**Problem description**
The result should be every line that contains the word "between", taken from the material.

**Task input**

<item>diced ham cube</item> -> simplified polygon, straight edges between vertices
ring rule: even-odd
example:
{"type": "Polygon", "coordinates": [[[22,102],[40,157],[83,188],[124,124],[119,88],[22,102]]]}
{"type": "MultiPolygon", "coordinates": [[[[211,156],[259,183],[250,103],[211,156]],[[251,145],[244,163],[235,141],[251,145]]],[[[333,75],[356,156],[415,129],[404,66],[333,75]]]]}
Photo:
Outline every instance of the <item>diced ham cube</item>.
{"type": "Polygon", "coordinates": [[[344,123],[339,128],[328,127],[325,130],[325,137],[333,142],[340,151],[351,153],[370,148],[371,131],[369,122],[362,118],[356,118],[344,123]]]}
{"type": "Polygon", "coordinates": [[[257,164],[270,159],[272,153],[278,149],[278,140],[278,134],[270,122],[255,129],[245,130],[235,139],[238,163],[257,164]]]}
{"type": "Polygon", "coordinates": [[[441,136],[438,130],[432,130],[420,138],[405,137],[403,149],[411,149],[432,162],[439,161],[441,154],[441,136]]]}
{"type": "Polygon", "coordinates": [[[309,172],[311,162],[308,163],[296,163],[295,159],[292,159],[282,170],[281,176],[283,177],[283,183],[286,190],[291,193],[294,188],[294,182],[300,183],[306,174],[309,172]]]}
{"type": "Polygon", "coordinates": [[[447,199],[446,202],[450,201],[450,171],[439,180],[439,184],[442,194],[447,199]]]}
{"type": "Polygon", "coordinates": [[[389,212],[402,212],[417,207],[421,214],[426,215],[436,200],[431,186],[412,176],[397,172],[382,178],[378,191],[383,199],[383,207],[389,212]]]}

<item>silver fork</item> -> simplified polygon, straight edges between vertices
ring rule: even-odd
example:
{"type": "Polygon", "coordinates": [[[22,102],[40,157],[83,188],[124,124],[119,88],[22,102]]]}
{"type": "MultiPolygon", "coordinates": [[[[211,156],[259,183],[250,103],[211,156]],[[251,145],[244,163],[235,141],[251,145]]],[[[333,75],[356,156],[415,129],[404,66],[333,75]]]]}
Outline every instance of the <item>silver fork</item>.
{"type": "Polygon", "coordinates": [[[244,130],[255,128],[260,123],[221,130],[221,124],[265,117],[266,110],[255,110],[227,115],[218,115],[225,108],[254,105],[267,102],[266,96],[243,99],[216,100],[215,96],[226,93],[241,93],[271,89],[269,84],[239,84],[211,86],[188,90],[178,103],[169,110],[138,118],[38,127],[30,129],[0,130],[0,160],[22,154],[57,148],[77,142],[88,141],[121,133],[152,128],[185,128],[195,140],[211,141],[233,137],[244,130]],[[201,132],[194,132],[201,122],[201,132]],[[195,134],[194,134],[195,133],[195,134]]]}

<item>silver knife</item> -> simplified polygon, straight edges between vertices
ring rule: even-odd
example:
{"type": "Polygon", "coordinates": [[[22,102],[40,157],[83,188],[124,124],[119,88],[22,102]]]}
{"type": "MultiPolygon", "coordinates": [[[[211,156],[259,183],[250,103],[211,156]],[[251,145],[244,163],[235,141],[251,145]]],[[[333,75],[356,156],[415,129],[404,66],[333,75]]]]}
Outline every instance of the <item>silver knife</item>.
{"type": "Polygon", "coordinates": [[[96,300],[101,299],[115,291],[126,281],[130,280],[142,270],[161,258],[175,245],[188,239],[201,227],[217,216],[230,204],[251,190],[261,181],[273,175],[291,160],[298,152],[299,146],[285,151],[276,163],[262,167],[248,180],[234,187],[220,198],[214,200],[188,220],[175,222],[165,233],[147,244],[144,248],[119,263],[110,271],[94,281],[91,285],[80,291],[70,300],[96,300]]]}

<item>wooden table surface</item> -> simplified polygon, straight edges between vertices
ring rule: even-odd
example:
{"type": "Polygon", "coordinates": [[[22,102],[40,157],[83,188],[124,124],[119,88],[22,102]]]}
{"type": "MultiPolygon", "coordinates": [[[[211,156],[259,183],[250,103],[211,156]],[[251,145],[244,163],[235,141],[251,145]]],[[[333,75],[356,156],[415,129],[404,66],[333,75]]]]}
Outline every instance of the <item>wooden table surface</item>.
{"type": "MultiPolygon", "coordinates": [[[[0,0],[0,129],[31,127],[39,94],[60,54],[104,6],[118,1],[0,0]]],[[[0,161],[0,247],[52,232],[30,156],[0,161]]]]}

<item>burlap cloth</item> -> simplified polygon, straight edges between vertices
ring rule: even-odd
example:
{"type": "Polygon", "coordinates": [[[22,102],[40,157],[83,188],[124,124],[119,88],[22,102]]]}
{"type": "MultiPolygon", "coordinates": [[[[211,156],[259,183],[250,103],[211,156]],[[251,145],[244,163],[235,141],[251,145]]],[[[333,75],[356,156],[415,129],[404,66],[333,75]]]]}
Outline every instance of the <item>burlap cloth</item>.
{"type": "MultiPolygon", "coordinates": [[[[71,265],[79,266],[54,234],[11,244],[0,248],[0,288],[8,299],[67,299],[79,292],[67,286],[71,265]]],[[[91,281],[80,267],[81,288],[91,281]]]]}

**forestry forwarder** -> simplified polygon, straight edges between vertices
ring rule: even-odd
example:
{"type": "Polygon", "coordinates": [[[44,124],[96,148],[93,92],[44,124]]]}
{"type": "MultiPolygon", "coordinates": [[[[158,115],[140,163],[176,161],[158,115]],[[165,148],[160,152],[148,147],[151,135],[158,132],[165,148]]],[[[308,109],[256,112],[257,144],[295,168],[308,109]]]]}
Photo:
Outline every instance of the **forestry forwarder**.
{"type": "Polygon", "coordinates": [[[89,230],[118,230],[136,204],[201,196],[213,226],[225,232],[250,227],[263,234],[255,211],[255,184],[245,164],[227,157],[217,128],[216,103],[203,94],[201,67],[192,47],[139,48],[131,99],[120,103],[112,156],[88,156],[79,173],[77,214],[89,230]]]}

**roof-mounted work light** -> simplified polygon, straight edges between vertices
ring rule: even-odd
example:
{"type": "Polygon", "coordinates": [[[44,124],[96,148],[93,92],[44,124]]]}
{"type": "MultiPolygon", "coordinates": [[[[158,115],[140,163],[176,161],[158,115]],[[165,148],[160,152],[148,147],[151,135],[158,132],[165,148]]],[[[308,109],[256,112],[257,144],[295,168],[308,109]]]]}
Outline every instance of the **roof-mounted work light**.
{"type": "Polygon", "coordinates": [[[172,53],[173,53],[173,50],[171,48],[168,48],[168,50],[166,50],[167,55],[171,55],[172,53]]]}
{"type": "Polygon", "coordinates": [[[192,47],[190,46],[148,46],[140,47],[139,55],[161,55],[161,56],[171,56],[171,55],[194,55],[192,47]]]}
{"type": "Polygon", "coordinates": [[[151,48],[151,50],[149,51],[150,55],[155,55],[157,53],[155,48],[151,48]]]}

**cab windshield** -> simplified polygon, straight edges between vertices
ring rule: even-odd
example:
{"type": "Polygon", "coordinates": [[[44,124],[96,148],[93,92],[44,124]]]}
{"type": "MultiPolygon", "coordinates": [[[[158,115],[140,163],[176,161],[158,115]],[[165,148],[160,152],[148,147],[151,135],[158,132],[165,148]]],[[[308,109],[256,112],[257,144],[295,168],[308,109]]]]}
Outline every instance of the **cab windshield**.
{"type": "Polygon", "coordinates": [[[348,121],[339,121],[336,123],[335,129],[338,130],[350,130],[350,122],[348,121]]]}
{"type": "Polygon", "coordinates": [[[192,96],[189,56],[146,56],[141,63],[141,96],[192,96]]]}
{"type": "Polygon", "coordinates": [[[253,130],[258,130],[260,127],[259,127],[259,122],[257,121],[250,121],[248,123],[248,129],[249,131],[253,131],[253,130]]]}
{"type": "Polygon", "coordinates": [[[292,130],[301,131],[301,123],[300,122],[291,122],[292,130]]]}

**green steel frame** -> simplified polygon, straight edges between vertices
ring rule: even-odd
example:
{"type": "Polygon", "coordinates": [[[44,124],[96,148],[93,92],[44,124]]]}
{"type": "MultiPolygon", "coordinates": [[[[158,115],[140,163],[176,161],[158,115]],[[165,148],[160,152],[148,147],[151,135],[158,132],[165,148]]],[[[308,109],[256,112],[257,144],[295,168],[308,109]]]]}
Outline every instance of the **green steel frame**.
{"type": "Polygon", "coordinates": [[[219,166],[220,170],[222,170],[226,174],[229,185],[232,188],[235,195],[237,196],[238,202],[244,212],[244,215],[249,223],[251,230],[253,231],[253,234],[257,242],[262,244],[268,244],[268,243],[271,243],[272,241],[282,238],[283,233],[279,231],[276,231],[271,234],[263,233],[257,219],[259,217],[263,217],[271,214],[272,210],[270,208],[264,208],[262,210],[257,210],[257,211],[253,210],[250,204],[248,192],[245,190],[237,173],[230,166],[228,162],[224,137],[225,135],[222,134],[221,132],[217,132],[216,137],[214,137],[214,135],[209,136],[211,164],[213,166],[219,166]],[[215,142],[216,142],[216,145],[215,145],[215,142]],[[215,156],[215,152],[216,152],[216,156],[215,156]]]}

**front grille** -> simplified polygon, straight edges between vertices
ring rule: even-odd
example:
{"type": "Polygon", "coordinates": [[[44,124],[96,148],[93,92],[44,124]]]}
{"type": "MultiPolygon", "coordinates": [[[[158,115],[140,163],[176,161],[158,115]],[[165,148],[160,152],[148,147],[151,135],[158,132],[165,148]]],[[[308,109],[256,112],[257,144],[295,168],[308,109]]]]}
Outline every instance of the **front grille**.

**Exercise solution**
<item>diced ham cube</item> -> simplified polygon, straight edges between vertices
<item>silver fork</item> -> simplified polygon, straight edges between vertices
<item>silver knife</item> -> simplified polygon, straight edges between vertices
<item>wooden table surface</item> -> simplified polygon, straight edges between vertices
<item>burlap cloth</item> -> simplified polygon, straight edges between vertices
**forestry forwarder** -> simplified polygon, straight edges between vertices
**roof-mounted work light** -> simplified polygon, straight edges between vertices
**cab windshield** -> simplified polygon, straight edges between vertices
**green steel frame** -> simplified polygon, straight edges between vertices
**front grille** -> simplified polygon, straight edges between vertices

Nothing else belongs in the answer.